#### [WHAT YOU NEED TO DO]
In the listing below, find each line holding "Target" and copy it.

==================================================

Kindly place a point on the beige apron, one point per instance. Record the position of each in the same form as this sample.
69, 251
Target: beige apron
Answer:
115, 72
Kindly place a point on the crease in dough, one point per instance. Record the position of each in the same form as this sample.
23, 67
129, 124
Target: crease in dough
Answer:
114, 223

==================================================

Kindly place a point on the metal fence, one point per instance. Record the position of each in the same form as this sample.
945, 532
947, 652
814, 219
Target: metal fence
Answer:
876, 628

==================================================

#### [RESPONSE BOX]
Target: beige apron
Target: crease in dough
Target: metal fence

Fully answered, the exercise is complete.